QUOTED PASSAGE =
#####

My dog is very protective of the house and the family. He's usually very wary, and sometimes outright hostile, towards any strange men that come into or onto what he considers "his" property. (Akita/Chow mix and I've heard very similar things about this from other Akita and Chow owners)

But, I've noticed a few things:

1. The more the guy acts like he belongs, the quicker Chewie (my dog named for the fact that he ate an entire chair the day we got him) will relax and go back to trying to herd the cat.

2. The more I show friendliness and gregariousness towards any guy that comes into the house, the quicker Chewie goes back to herding the cat.

3. The more the guy pays attention to the dog, such as trying to make friends, the more Chewie will try to herd him out the door.

4. The more the guy ignores Chewie and goes about his business (fixing a plate of food at a party or repairing the fridge), the quicker Chewie goes back to herding the cat.

5. The more I try to keep Chewie back from herding the guy out the door, the more interested Chewie is in herding the guy out the door.

6. Eventually, Chewie will stop with his protective behavior and go back to herding the cat but it can sometimes take a while.

#####

REQUIREMENT A = Reproduce word for word the part of the post about the protective dog between "3. The more" and "fridge), the quicker Chewie goes back to herding the cat.", inclusive.

#####

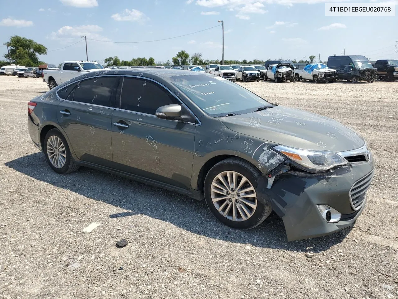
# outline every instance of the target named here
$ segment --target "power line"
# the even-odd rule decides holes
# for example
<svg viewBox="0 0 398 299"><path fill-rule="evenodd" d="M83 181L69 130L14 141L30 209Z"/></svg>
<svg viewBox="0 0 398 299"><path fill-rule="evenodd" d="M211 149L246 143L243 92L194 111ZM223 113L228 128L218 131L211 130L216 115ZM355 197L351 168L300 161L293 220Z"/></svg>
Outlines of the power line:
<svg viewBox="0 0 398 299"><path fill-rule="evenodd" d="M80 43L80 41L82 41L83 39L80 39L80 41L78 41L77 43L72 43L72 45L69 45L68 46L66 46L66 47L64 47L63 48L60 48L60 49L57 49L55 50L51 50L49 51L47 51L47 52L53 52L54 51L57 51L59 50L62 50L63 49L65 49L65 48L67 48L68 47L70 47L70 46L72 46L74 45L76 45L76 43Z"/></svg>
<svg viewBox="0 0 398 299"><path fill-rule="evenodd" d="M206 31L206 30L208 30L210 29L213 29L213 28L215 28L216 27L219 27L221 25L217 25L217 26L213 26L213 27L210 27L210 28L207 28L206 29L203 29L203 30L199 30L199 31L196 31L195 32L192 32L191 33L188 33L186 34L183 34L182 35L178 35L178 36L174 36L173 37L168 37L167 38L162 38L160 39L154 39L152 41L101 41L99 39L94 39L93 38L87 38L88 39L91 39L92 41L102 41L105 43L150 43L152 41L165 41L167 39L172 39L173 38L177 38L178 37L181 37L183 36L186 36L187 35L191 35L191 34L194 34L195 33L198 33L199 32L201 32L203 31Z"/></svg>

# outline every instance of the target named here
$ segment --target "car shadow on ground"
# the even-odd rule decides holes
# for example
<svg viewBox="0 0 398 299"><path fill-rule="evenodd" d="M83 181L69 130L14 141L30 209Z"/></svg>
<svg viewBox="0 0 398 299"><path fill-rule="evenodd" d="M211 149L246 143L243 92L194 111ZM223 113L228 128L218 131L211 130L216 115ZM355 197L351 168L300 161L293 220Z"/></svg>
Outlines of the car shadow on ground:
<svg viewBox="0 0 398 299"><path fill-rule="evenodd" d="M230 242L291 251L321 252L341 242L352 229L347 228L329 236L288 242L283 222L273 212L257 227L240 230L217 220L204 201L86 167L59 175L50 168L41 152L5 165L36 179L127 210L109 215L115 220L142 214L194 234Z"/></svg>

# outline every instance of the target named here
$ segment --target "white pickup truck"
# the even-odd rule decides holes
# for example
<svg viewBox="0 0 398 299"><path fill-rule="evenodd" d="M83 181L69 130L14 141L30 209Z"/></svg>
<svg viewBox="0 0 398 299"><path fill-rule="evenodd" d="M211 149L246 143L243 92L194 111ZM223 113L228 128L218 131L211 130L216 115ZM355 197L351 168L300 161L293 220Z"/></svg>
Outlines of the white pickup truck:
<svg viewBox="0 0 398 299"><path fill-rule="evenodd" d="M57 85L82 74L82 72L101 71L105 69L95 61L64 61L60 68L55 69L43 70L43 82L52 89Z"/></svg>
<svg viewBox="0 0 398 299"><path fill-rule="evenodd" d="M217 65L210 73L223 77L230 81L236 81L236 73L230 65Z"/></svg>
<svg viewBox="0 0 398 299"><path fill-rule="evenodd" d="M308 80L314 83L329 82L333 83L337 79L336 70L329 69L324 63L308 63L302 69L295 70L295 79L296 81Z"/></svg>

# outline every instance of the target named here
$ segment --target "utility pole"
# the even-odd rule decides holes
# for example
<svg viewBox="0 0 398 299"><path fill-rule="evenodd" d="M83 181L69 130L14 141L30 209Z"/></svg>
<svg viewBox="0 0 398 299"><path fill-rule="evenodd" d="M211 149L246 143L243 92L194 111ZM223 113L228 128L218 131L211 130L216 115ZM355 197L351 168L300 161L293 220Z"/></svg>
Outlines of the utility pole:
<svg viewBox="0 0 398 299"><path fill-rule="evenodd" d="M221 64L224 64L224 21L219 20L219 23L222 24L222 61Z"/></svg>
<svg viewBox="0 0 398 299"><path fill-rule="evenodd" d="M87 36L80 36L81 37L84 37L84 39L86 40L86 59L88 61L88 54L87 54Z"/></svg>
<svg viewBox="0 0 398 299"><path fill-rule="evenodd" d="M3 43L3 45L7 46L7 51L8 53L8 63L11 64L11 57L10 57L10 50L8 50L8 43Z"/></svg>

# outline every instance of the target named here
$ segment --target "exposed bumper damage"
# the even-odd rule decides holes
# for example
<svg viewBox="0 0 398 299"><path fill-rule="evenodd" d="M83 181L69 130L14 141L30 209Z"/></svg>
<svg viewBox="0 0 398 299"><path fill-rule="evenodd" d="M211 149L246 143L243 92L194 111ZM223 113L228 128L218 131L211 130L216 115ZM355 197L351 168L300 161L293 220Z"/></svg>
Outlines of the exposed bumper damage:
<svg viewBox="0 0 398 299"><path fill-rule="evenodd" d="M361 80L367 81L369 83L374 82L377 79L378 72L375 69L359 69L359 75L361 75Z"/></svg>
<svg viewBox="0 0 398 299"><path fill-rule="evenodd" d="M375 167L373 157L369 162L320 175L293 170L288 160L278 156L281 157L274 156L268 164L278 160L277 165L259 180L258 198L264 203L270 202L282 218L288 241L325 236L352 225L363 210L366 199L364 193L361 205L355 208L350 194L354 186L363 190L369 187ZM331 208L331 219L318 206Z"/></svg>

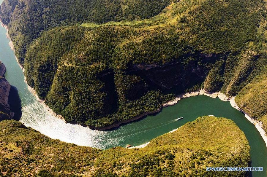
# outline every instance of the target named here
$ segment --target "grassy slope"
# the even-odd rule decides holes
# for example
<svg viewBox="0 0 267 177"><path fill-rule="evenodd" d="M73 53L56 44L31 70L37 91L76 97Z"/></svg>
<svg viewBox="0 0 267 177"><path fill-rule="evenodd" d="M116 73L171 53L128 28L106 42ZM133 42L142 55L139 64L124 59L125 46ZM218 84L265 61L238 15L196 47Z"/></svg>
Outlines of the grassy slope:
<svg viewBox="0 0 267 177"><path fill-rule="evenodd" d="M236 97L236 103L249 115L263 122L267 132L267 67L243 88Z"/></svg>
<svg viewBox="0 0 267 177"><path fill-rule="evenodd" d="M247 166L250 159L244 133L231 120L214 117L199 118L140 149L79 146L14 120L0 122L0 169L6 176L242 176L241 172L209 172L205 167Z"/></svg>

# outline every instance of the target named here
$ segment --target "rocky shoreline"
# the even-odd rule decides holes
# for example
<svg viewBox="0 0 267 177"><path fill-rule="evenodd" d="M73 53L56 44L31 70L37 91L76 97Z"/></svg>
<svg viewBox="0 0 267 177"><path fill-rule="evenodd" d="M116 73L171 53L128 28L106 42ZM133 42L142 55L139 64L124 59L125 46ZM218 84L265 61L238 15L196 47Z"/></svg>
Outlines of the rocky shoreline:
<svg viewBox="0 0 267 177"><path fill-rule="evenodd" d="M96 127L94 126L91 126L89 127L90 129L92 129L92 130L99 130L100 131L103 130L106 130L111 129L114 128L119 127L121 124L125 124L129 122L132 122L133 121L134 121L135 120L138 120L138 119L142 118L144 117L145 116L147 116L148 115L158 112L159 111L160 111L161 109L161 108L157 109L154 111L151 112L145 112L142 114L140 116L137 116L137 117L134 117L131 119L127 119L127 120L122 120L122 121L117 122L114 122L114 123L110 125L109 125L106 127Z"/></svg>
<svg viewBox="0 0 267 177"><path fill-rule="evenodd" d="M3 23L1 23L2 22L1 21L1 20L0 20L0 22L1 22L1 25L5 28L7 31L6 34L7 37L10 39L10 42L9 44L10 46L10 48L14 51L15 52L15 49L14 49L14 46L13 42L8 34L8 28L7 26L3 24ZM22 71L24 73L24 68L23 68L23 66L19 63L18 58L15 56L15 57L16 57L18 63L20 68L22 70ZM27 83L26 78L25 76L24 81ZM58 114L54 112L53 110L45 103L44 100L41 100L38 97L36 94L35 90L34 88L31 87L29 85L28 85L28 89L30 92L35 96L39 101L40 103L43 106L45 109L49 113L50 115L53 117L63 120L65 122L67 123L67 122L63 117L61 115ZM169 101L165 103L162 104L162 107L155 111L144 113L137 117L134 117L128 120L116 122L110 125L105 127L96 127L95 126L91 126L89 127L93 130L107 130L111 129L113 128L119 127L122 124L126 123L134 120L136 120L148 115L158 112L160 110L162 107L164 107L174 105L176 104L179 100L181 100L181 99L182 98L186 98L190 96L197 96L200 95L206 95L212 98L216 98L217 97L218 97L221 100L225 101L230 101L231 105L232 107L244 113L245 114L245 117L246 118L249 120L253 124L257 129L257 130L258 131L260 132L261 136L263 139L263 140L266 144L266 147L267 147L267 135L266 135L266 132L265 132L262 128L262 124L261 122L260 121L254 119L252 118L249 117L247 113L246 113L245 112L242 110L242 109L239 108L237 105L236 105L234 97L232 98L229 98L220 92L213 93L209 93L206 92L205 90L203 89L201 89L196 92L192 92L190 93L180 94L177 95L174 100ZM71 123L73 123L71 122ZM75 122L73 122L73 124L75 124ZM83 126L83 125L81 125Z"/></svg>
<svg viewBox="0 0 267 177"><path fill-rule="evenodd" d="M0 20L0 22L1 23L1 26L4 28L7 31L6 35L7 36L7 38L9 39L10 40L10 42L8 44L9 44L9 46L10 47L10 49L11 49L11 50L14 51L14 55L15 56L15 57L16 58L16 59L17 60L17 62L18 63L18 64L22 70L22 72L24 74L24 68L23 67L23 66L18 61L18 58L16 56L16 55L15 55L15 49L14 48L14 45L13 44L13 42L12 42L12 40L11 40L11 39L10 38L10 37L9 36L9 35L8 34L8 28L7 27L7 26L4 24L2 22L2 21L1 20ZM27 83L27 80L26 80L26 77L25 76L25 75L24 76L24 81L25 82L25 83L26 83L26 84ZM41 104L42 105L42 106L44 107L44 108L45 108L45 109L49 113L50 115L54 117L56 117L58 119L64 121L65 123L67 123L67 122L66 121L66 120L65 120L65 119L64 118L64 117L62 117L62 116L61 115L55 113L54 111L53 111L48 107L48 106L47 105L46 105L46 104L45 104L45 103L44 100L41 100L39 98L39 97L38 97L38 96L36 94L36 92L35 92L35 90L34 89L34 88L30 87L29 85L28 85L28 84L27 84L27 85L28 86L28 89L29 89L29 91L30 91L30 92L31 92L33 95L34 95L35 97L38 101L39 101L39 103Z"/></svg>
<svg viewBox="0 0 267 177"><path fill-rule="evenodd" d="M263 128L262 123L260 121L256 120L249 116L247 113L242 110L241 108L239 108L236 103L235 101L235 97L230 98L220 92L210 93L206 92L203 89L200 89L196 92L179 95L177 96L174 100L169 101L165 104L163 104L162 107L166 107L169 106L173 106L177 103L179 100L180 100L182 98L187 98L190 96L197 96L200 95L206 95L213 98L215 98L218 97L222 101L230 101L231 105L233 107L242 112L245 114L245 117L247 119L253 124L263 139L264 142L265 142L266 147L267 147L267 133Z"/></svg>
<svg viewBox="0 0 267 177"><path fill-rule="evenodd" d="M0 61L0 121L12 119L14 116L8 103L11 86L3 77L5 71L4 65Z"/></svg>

#####

REQUIREMENT B = How many lines in the records contain the string "shoreline"? Reply with the number alone.

TASK ANSWER A =
3. The more the guy pays attention to the dog, such as trying to make friends, the more Chewie will try to herd him out the door.

4. The more the guy ignores Chewie and goes about his business (fixing a plate of food at a party or repairing the fridge), the quicker Chewie goes back to herding the cat.

TASK ANSWER B = 2